Consigne donnée 1:
Mettez à jour les enregistrements à partir de la ligne contenant « Place one keypoint on each instance of the church dome » jusqu'à la fin des enregistrements : remplacez « white umbrella » par « white parasol » et recopiez ces lignes sans autre modification.
------------------------------------------------------------------------
La dissuasion contestée

Mis en ligne le 29 Nov 2018

Avec cet article, les auteurs font le point sur la contestation de l’ordre nucléaire et s’interrogent sur sa pérennité. Cet inventaire des contestations d’une dissuasion nucléaire qu’ils considèrent moins opérante pour réguler les tensions internationales s’accompagne d’un changement de perception des menaces, avec un risque terroriste prenant le pas dans l’inconscient collectif des peuples.


Les opinions exprimées dans cet article n’engagent pas le CSFRS.

Les références originales de ce texte sont : La Vigie, « La dissuasion contestée », La Vigie, lettre bimensuelle sur abonnement, Numéro 103, 24 octobre 2018.

Ce texte, ainsi que d’autres publications peuvent être visionnés sur le site de La Vigie :


La dissuasion nucléaire stratégique est revenue sur le tout devant de la scène stratégique avec de multiples occasions de contournement ou de remplacement. On pourra s’en étonner, s’en offusquer, et même s’en réjouir, pourquoi pas ? La dissuasion nucléaire continue en effet de susciter des dénis, des réticences, des aversions. Certes, elle est censée fournir une capacité décisive d’inhiber les guerres frontales du passé et pourtant les conflits subsistent. Certes, la société mondiale et ses mentors du Conseil de sécurité surveillent de près tous ceux, étatiques ou non, qui s’approchent de l’arme atomique mais elle reste sélective dans ses pressions et incohérente dans ses garanties. Certes enfin, les États-Unis, de GW. Bush à Obama et Trump la perturbent en jouant leur partition dissuasive, chacun à sa manière.
------------------------------------------------------------------------
Consigne donnée 2:
Rédigez la suite du texte sur la dissuasion nucléaire contestée.
------------------------------------------------------------------------
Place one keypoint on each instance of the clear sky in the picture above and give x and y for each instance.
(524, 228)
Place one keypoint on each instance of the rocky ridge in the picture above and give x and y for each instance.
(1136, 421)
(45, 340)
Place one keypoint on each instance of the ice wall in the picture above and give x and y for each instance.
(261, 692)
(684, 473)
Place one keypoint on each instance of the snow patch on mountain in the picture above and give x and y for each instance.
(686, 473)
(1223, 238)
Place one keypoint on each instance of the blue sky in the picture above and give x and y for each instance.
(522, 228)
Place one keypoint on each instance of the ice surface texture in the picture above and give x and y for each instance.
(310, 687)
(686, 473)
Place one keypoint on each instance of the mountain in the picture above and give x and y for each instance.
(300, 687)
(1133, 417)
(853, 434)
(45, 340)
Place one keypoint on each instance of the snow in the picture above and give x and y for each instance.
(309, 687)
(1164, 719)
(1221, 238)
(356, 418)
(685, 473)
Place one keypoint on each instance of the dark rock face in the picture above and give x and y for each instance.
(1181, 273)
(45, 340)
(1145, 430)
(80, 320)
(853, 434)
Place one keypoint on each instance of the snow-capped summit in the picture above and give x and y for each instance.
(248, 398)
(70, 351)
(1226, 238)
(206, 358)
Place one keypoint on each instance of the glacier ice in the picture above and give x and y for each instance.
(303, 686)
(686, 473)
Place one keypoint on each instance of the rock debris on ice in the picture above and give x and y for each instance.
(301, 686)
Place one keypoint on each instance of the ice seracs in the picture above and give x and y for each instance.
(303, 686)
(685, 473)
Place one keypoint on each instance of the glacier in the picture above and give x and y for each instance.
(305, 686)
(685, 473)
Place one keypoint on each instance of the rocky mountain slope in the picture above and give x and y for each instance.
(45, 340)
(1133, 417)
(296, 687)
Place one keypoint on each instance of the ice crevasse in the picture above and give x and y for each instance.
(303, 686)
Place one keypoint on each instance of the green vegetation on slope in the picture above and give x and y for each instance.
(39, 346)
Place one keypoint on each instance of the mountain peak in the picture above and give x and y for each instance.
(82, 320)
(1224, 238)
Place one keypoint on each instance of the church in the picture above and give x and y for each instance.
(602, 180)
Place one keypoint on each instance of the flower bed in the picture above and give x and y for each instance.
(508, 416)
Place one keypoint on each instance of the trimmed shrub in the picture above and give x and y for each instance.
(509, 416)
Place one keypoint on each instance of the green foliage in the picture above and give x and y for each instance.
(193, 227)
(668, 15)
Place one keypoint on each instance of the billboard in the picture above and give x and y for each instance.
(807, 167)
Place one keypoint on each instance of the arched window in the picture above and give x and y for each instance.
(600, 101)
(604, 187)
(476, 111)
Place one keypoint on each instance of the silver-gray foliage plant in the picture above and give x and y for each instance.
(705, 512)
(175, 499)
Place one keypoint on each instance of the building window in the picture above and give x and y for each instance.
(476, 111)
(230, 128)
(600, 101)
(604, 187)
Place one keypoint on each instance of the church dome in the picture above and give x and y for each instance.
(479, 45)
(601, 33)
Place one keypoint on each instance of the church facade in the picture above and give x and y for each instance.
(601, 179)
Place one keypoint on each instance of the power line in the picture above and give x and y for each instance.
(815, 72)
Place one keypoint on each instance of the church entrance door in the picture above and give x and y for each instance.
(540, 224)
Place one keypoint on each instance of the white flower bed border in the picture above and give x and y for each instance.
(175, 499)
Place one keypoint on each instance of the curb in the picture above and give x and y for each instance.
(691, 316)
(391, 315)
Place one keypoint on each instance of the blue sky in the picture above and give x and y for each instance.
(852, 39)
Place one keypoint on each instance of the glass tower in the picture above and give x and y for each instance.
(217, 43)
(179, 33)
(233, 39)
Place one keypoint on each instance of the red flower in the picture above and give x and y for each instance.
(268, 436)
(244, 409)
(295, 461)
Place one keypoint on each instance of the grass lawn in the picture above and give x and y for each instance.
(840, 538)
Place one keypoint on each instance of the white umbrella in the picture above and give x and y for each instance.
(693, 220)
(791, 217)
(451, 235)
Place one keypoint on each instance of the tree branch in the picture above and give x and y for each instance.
------------------------------------------------------------------------
Corrigé de l'exercice 1:
Place one keypoint on each instance of the church dome in the picture above and give x and y for each instance.
(479, 45)
(601, 33)
Place one keypoint on each instance of the church facade in the picture above and give x and y for each instance.
(601, 179)
Place one keypoint on each instance of the power line in the picture above and give x and y for each instance.
(815, 72)
Place one keypoint on each instance of the church entrance door in the picture above and give x and y for each instance.
(540, 224)
Place one keypoint on each instance of the white flower bed border in the picture above and give x and y for each instance.
(175, 499)
Place one keypoint on each instance of the curb in the picture above and give x and y for each instance.
(691, 316)
(391, 315)
Place one keypoint on each instance of the blue sky in the picture above and give x and y for each instance.
(852, 39)
Place one keypoint on each instance of the glass tower in the picture above and give x and y for each instance.
(217, 43)
(179, 33)
(233, 39)
Place one keypoint on each instance of the red flower in the picture above and give x and y for each instance.
(268, 436)
(244, 409)
(295, 461)
Place one keypoint on each instance of the grass lawn in the picture above and give x and y for each instance.
(840, 538)
Place one keypoint on each instance of the white parasol in the picture above and give x and y for each instance.
(693, 220)
(791, 217)
(451, 235)
Place one keypoint on each instance of the tree branch in the picture above and give x and y for each instance.

Corrigé de l'exercice 2:
La Vigie qui suit cette question de près (« bruit de fond nucléaire persistant ») fait le point sur la contestation de l’ordre nucléaire et s’interroge sur sa pérennité.

La contestation propre des États dotés

On l’observe par la récente dénonciation du traité INF de 1987 par D. Trump, qui proscrivait le déploiement sur l’espace européen des armes atomiques de théâtre des deux Grands. Les capacités missilières, russes à Kaliningrad, antibalistiques américaines en Pologne et Roumanie, en ont eu raison. Ce brutal défi américain relance la dérégulation du pseudo-équilibre nucléaire de la guerre froide (refus du CTBT en 1999, sortie du traité ABM en 2001). Il vise non seulement les Russes qui ne joueraient pas le jeu INF mais plus clairement les Européens sommés, sous parapluie nucléaire, de s’aligner sur la confrontation compulsive des Américains avec Moscou, d’en finir avec les arguties de la « défense européenne » (cela vaut pour la France) et de revoir leur participation financière et opérationnelle à l’Otan (cela vaut pour l’Allemagne).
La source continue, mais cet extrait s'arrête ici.